T5 model for summarization far from SOTA results


I am having a hard time achieving State of the Art results after fine-tuning T5-base for text summarization.

I am trying the full implementation with the Transformers library (meaning, using the Seq2SeqTrainer() class). I am also using the XSum Dataset for fine-tuning the model.

I have preprocessed the dataset according to the documentation:

  • "summarize: " prefix, and " " token at the end of the label texts
  • max_input_length == 512

I am also only using the attention_mask provided by the tokenization of the input sequence.

As to my training arguments:

  • I have tried using both AdamW and Adafactor, with a learning rate of 3e-4 and weight_decay of 5e-5.
  • my batch_size is currently 4, with gradient_accumulation_steps = 64, eval_accumulation_steps = 64
  • I am using predict_with_generate = True, for obvious reasons
  • For what I’ve read, FP16 had performance problems on this model, and so fp16=False.

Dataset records
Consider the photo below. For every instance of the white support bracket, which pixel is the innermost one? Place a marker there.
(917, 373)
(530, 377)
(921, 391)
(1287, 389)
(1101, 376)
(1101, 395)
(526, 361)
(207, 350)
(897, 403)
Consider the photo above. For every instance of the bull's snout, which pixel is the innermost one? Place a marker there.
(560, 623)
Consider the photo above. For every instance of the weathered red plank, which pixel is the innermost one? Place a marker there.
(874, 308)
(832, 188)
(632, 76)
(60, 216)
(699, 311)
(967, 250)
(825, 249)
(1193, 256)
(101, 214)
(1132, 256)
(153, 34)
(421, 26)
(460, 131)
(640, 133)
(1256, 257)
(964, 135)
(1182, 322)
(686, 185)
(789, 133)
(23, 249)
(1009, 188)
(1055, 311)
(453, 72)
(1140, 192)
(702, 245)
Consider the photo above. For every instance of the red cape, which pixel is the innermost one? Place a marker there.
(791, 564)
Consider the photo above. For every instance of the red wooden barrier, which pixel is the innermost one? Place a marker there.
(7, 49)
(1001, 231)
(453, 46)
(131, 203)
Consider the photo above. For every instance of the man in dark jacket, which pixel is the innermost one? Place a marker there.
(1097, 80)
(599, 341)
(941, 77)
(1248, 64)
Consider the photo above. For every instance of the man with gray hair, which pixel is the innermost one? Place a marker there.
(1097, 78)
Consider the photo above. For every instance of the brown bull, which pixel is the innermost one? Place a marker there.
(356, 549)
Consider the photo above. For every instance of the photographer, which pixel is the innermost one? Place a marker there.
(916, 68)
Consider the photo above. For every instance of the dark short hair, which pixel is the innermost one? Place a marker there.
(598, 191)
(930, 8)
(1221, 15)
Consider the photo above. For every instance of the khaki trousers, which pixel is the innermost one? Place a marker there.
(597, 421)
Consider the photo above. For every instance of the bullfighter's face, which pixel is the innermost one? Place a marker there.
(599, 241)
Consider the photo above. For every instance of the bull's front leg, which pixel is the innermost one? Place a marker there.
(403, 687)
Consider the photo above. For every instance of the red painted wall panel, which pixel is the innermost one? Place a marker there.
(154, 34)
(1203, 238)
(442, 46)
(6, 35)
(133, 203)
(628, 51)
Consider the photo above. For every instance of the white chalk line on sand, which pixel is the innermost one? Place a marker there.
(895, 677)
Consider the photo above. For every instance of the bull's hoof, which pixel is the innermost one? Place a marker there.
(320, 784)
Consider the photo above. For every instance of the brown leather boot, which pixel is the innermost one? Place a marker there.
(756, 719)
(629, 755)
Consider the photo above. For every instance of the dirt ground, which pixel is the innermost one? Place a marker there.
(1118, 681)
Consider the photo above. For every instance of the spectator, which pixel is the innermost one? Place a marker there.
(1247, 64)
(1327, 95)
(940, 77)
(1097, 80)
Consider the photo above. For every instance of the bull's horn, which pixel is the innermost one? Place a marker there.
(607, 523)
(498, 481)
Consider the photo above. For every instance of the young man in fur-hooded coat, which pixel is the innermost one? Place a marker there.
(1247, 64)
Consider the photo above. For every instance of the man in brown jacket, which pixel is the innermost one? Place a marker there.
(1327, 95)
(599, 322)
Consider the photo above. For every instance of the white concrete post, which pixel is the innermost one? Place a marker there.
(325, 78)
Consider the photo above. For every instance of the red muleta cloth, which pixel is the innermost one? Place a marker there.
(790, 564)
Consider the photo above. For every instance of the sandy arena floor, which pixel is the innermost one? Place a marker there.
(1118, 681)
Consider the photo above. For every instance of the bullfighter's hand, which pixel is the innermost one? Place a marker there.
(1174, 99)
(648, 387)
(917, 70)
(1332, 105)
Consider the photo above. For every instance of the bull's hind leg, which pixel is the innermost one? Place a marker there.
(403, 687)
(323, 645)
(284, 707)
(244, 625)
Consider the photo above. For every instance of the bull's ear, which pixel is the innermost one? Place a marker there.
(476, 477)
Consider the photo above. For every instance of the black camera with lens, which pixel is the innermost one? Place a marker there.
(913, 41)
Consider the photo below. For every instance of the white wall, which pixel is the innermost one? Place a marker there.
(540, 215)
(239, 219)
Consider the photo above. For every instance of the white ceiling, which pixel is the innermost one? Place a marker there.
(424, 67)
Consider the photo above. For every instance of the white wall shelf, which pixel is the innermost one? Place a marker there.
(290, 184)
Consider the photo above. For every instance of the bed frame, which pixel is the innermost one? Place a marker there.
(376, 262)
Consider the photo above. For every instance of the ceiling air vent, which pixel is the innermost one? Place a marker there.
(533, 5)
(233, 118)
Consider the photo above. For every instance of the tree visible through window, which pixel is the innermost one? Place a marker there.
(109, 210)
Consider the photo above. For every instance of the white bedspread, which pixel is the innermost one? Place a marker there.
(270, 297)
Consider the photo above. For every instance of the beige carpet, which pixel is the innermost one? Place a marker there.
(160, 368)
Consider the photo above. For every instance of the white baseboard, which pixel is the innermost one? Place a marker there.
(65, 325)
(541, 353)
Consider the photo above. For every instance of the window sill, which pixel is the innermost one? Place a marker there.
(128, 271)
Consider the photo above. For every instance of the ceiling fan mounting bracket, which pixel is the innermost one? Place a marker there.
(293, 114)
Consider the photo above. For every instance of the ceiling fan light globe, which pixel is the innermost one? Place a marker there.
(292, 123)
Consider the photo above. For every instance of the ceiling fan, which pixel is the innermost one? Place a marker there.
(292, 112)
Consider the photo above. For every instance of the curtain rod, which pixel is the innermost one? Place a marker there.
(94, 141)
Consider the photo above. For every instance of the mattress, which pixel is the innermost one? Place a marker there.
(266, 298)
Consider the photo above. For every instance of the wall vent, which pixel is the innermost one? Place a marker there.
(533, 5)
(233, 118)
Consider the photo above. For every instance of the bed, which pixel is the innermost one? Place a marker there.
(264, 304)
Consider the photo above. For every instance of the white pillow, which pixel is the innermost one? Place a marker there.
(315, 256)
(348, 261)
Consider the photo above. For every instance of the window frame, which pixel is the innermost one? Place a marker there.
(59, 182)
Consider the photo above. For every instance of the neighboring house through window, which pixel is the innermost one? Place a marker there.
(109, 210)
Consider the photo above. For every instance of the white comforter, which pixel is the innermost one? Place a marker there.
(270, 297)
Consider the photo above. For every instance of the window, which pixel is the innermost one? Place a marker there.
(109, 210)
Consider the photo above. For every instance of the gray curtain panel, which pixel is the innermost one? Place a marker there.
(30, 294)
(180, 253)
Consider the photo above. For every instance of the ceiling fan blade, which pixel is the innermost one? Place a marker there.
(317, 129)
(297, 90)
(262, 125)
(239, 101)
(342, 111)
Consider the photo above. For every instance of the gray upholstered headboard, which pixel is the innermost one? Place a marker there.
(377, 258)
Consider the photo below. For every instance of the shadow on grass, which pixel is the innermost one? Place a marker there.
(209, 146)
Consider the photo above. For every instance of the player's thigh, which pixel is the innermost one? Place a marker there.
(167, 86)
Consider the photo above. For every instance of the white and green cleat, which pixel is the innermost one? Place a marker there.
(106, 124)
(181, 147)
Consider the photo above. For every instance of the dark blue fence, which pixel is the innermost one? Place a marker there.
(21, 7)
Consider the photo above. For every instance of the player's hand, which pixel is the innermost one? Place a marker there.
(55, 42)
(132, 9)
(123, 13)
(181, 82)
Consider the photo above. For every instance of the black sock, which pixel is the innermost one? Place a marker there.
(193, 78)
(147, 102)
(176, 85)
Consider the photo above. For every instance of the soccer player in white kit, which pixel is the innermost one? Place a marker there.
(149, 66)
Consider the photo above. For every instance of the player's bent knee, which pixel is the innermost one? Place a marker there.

--- Stated task 1 ---
Copy the forum post on T5 summarization, beginning at the words "I am trying" and stopping after "fine-tuning the model.". Switch "XSum Dataset" to "CNN/DailyMail dataset" as you go.
--- Stated task 2 ---
Continue the forum post on T5 summarization from the point where it stops.

--- Task answer 1 ---
I am trying the full implementation with the Transformers library (meaning, using the Seq2SeqTrainer() class). I am also using the CNN/DailyMail dataset for fine-tuning the model.

--- Task answer 2 ---
Anyhow, I am only scoring aproximately 28 at the ROUGE-1 Score, where as the model reached ~43 ROUGE1 on the paper, even after I purposedly used 32 training examples in 100 epochs of training to force overfitting.

The Summarization example notebook by Huggingface also reaches only about 28 at the ROUGE1 Score.

Are there any tips for the fine tune? Should I implement my own trainer with PyTorch Lightning?
I have already checked the discussion at T5 Finetuning Tips, but the results I’m getting aren’t improving at all.

Thanks a lot!